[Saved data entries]
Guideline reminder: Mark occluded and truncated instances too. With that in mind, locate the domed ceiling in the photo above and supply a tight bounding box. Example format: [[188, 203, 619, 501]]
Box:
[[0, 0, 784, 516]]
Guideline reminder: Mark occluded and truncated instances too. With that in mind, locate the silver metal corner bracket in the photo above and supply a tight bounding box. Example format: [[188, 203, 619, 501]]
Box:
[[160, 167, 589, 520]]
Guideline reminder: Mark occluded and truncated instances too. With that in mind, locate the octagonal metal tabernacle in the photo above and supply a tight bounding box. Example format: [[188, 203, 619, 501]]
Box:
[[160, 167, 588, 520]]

* * *

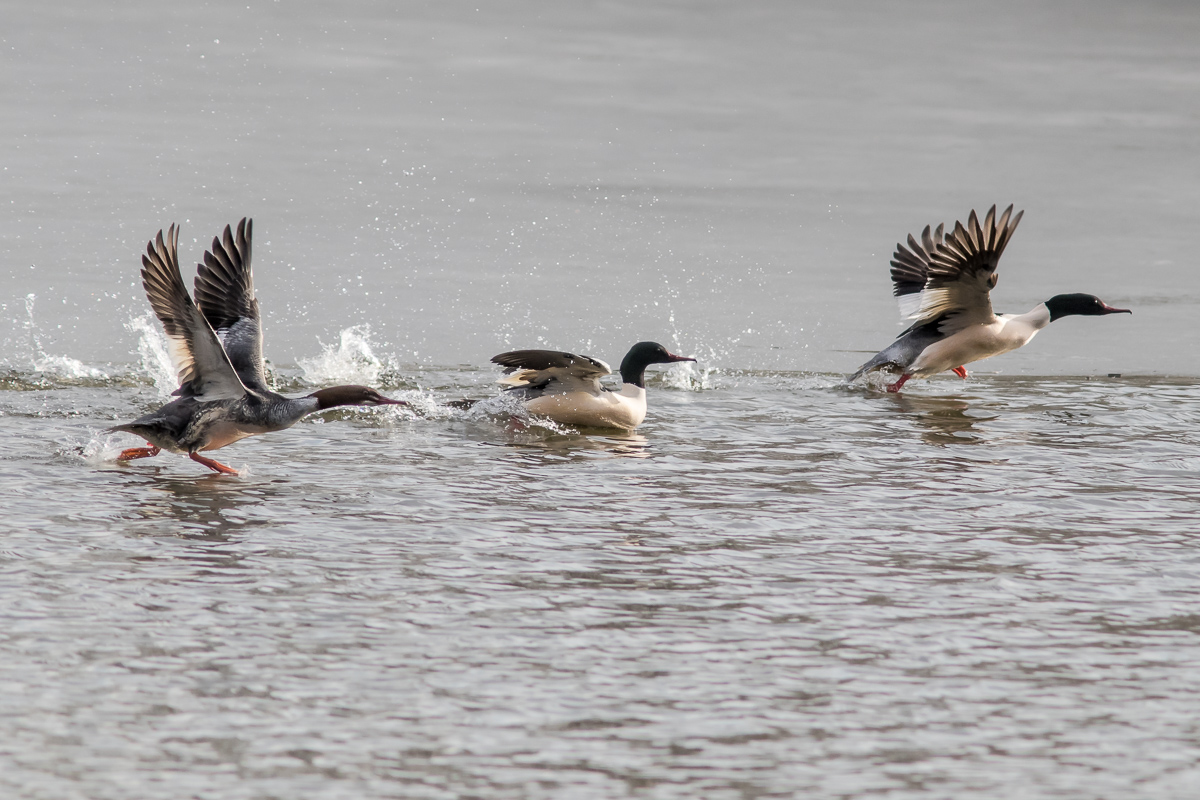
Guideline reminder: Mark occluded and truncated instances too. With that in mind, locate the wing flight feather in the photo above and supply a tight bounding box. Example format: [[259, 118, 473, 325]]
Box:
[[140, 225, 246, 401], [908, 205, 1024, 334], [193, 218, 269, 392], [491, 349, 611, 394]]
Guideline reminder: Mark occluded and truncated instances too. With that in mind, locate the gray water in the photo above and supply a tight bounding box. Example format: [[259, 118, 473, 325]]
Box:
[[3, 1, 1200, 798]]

**WHAT IS REQUIRED**.
Lines holding "metal" in the data above: copy each of them.

**SOLVED PROBLEM**.
Guideline reminder: Mark occluded and truncated instances too. With that in mind, locate the silver metal corner bracket in the photo above and supply a tight bounding box. Example format: [[188, 203, 619, 501]]
Guideline reminder: Mark occluded and truncated instances too. With that in mind, locate the octagonal metal tabernacle in the photo above and supply a tight bounding box. Example format: [[188, 203, 619, 501]]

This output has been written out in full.